▼

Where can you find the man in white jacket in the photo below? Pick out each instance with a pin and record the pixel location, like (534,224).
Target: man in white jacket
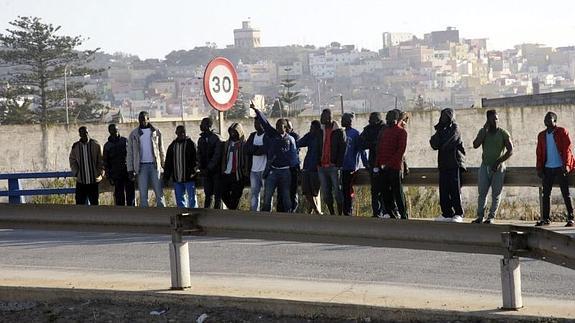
(145,159)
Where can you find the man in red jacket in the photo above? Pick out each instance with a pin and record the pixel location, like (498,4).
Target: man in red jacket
(390,150)
(554,162)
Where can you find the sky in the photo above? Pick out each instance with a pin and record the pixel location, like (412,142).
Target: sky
(152,29)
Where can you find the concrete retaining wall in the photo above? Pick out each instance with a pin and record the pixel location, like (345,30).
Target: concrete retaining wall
(31,148)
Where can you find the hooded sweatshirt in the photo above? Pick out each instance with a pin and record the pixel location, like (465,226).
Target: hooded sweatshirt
(448,143)
(282,149)
(240,171)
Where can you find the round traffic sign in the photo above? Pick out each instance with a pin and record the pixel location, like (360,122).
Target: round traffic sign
(221,84)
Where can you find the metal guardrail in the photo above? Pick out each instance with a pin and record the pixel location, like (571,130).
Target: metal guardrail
(509,241)
(16,194)
(514,176)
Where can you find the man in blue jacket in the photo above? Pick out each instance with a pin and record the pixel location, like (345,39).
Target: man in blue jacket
(353,152)
(281,152)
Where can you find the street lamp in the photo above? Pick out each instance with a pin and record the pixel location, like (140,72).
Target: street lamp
(184,83)
(66,92)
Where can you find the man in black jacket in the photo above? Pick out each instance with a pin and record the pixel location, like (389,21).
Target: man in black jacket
(369,139)
(294,173)
(332,155)
(116,170)
(209,163)
(450,154)
(180,167)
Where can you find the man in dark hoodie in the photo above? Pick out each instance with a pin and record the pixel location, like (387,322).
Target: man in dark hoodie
(353,153)
(390,157)
(369,138)
(331,162)
(209,163)
(234,167)
(256,154)
(116,170)
(281,153)
(450,155)
(87,166)
(309,178)
(180,167)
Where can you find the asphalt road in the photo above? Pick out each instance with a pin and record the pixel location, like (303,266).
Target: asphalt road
(112,253)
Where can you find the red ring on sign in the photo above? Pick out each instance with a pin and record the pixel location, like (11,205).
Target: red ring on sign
(228,65)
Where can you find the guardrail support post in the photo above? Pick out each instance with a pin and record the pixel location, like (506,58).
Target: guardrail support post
(511,270)
(511,283)
(179,255)
(14,185)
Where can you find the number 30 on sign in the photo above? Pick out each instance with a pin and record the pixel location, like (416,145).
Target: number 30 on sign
(221,84)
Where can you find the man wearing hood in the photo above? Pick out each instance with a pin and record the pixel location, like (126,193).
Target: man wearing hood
(180,168)
(390,155)
(450,158)
(331,162)
(209,164)
(494,141)
(87,166)
(554,163)
(369,138)
(116,170)
(353,153)
(234,167)
(282,150)
(145,159)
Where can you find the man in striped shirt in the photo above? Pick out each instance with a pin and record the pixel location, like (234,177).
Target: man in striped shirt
(87,166)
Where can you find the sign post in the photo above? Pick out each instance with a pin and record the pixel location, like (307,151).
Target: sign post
(221,87)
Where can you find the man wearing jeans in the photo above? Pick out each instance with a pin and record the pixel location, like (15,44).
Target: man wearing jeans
(494,141)
(281,152)
(145,158)
(390,157)
(353,153)
(369,140)
(181,168)
(257,158)
(554,162)
(332,155)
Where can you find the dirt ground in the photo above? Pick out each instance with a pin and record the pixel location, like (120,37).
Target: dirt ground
(108,311)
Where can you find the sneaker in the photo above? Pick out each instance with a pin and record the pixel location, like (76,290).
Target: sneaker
(457,218)
(542,223)
(441,218)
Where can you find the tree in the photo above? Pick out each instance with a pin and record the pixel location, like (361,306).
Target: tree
(238,111)
(14,109)
(288,96)
(38,58)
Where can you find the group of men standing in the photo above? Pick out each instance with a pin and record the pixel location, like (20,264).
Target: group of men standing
(554,163)
(268,162)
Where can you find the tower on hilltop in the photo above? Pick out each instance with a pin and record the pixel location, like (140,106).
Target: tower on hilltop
(247,37)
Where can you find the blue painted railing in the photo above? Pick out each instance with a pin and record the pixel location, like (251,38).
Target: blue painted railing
(16,194)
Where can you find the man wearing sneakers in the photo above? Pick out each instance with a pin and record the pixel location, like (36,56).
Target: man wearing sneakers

▲

▸ **What to do**: Copy out the lines of the entries word for word, starting at the line that contains "Where can you find the man wearing sneakers" and ending at the end of the entries, with both included.

▸ **Output below**:
Where can you find the man wearing sneakers in the photo above? Pick out each instance with a pin and record the pixel location, like (36,56).
Target: man wearing sneakers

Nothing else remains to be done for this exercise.